» **GIVEN TEXT**

Navajo Nation lawmakers approve casino reopening plan
FLAGSTAFF, Ariz. (AP) — Lawmakers on the Navajo Nation approved legislation Monday to reopen the tribe's four casinos, even as the tribe's health director warned that the coronavirus is spreading uncontrollably.
The tribe's casinos in Arizona and New Mexico have been closed since March. The Navajo Nation Gaming Enterprise got the blessing of the Navajo Nation Council to reopen them at a minimum 50% capacity later this month, but it still needs an OK from the tribal president.
Navajo President Jonathan Nez has 10 days to act on the legislation once it reaches him. He has not indicated whether or not he'll support it.
The casinos employ nearly 1,200 people, most of whom are Navajo. They have been on paid administrative leave. The gambling enterprise has used federal Paycheck Protection Program funding and a share of the tribe's coronavirus relief funding to stay afloat.
"Our concern is that if we're unable to reopen, we're going to be forced into a situation where we would no longer have the cash reserves to be able to open again at some point in the near future," the enterprise's interim chief executive, Brian Parrish, told lawmakers.
The enterprise also wants to fully open a new travel center east of Flagstaff adjacent to its Twin Arrows Casino Resort. The tribe's other three casinos are in northwestern New Mexico.
Parrish said the enterprise has drawn up a health and safety plan in line with recommendations from tribal and federal health experts. It includes social distancing, no smoking, partitions, hand sanitizer and face shields. Safety isn't guaranteed, but Parrish said employees and patrons will be safer at the casinos than other places off the reservation.

» **EXCERPTED RECORDS**
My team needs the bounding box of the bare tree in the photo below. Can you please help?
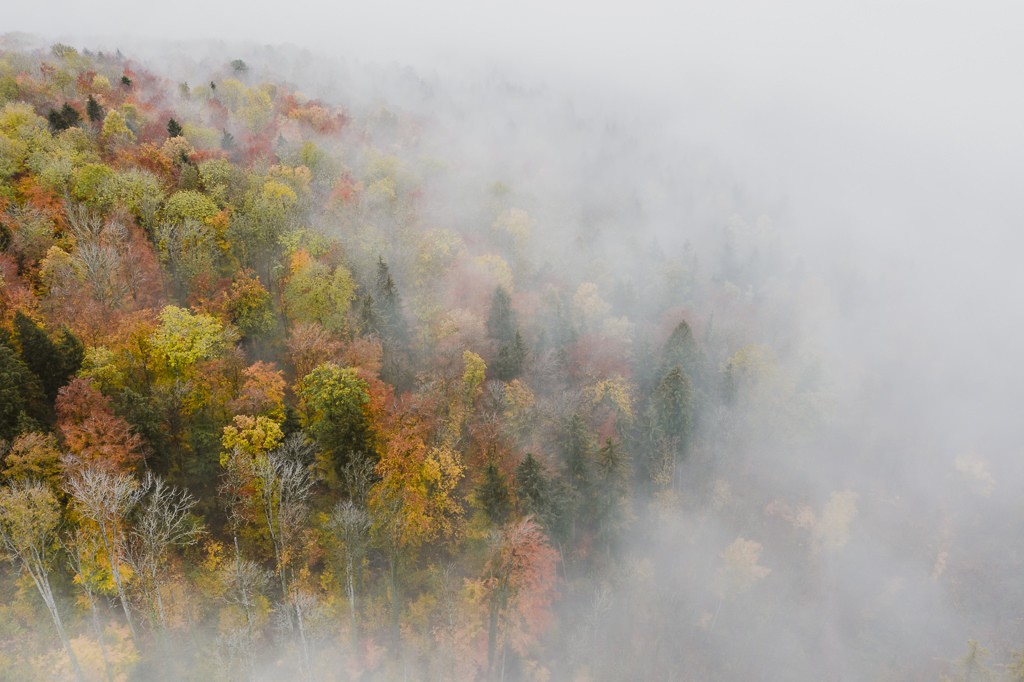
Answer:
[328,500,370,649]
[67,466,145,641]
[125,474,203,630]
[61,528,114,682]
[0,481,83,680]
[220,555,270,680]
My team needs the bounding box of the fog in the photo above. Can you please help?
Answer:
[0,0,1024,680]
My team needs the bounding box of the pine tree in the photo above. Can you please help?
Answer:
[476,462,512,526]
[85,95,103,123]
[14,310,85,402]
[487,287,528,381]
[0,343,44,440]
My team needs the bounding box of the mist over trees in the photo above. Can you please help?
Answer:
[0,35,1024,680]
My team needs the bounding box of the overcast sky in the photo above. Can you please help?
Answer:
[3,0,1024,378]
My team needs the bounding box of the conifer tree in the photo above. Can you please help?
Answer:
[476,462,512,526]
[85,95,103,123]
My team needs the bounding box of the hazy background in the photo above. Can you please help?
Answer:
[8,0,1024,679]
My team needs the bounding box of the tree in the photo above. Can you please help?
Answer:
[296,363,373,470]
[85,95,103,123]
[328,500,371,649]
[3,431,62,489]
[284,254,355,334]
[475,462,512,525]
[652,365,693,458]
[60,527,114,682]
[0,343,47,438]
[482,517,556,679]
[515,453,568,539]
[66,467,145,641]
[46,102,82,133]
[150,305,234,376]
[0,481,83,680]
[14,310,85,401]
[56,378,144,471]
[487,287,527,381]
[125,474,203,630]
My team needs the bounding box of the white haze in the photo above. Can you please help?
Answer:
[8,0,1024,680]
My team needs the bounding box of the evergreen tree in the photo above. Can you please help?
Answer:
[85,95,103,123]
[375,256,409,341]
[475,462,512,526]
[487,287,518,343]
[46,102,82,133]
[0,343,45,440]
[14,310,85,402]
[487,287,527,381]
[652,365,693,456]
[515,453,567,539]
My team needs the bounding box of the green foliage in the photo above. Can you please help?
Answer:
[296,363,373,468]
[474,462,512,526]
[14,310,85,402]
[653,366,693,454]
[167,119,182,137]
[0,343,46,439]
[284,257,355,334]
[46,102,82,133]
[515,453,569,540]
[487,287,527,381]
[164,189,220,223]
[150,305,233,375]
[85,95,103,123]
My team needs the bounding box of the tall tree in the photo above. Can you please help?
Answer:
[67,466,144,641]
[0,343,47,439]
[328,500,370,650]
[125,474,203,631]
[297,363,373,475]
[474,462,512,526]
[0,481,83,680]
[487,287,527,381]
[14,310,85,401]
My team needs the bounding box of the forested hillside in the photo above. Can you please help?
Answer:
[0,39,1020,680]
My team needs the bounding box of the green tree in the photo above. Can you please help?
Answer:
[487,287,527,381]
[0,343,47,439]
[85,95,103,123]
[515,453,569,539]
[297,363,372,472]
[14,310,85,401]
[167,119,182,137]
[150,305,234,376]
[474,462,512,526]
[46,102,82,133]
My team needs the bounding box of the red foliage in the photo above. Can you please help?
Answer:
[56,378,143,471]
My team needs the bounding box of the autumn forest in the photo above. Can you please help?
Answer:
[0,38,1024,681]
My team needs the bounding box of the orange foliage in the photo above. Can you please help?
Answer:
[56,378,143,471]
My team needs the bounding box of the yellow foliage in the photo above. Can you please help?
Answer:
[715,538,771,598]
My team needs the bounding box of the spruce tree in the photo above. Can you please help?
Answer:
[476,462,512,526]
[85,95,103,123]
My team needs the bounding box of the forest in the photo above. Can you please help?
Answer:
[0,38,1024,681]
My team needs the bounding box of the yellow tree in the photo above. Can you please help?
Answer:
[370,416,463,653]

» **INSTRUCTIONS**
A. Using the article on the Navajo casino reopening, answer these:
(i) Since when have the tribe's casinos been closed?
(ii) About how many people do the casinos employ?
(iii) Where are the tribe's other three casinos located?
B. Transcribe the stretch of the casino article from "The casinos employ" through "northwestern New Mexico.".
The listing has nothing to do with what follows.

» **ANSWERS FOR THIS EXERCISE**
A.
(i) Since March.
(ii) Nearly 1,200 people.
(iii) In northwestern New Mexico.

B.
The casinos employ nearly 1,200 people, most of whom are Navajo. They have been on paid administrative leave. The gambling enterprise has used federal Paycheck Protection Program funding and a share of the tribe's coronavirus relief funding to stay afloat.
"Our concern is that if we're unable to reopen, we're going to be forced into a situation where we would no longer have the cash reserves to be able to open again at some point in the near future," the enterprise's interim chief executive, Brian Parrish, told lawmakers.
The enterprise also wants to fully open a new travel center east of Flagstaff adjacent to its Twin Arrows Casino Resort. The tribe's other three casinos are in northwestern New Mexico.